Why Impersonation is Difficult to Stop
Many years ago, I had a minor issue with impersonation. Someone on Twitter, likely a bot, was using my profile picture and a similar-ish name to sell “essay writing” services.
I caught it quickly thanks to their use of hashtags I track. The account had only posted a few tweets and had almost no followers. I’m pretty sure no one was actually fooled.
I didn’t mention it at the time, it seemed like a minor thing that sometimes webmasters with any audience of size have to deal with (like the endless offers for a guest post).
However, when Twitter started offering verification, I applied for it. I didn’t actually expect to get it, but I did, and I think it was largely due to that incident. Since then, no one that I’ve seen has tried a similar approach, but I’ve kept an eye out nonetheless.
Still, I began thinking about that minor saga over the past few weeks due to the ongoing debacle over verification at Twitter.
------------------------------------------------------------------------
SHORT TASK A - Return each line of the records that contains the string "bark". Case counts.
The records that come next have no connection to the impersonation post.
------------------------------------------------------------------------
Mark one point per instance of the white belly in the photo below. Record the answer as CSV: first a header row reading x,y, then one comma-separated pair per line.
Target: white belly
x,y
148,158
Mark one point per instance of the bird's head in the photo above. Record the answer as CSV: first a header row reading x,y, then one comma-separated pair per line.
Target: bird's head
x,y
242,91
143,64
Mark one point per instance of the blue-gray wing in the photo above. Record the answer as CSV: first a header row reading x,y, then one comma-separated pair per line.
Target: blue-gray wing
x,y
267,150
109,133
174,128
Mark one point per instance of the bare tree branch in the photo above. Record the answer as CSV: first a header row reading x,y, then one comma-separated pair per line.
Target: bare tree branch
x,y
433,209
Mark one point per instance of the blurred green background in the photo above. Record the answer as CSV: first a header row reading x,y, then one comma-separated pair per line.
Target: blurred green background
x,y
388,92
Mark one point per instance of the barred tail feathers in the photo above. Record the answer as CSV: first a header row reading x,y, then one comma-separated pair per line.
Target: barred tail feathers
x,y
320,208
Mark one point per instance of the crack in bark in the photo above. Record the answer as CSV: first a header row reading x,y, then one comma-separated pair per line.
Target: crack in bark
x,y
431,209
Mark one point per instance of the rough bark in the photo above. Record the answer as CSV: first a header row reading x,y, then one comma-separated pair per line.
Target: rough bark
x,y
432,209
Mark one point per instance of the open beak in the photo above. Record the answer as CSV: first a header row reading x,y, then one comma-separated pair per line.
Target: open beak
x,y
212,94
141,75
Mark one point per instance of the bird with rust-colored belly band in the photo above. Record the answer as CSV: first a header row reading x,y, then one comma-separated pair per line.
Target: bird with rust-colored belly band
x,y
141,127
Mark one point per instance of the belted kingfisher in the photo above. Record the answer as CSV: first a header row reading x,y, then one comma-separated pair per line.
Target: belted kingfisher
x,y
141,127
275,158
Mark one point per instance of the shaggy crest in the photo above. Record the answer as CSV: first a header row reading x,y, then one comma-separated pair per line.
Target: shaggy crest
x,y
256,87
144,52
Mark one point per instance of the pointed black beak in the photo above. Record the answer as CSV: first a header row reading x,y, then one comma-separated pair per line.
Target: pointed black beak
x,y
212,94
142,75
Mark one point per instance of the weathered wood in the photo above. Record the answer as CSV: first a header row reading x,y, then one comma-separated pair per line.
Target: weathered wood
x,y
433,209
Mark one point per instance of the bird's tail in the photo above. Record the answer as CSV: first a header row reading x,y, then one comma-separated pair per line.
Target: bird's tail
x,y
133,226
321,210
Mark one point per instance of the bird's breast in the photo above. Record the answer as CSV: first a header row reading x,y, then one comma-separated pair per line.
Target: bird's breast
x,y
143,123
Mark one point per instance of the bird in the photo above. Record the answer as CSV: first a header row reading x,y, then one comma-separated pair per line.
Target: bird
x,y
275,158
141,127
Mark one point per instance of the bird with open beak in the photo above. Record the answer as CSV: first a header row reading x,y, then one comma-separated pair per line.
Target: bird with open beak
------------------------------------------------------------------------
SHORT TASK B - According to the impersonation post, what was the impersonating Twitter account selling?

RIGHT ANSWER A -
Mark one point per instance of the crack in bark in the photo above. Record the answer as CSV: first a header row reading x,y, then one comma-separated pair per line.
Target: crack in bark
Mark one point per instance of the rough bark in the photo above. Record the answer as CSV: first a header row reading x,y, then one comma-separated pair per line.
Target: rough bark

RIGHT ANSWER B - It was selling "essay writing" services.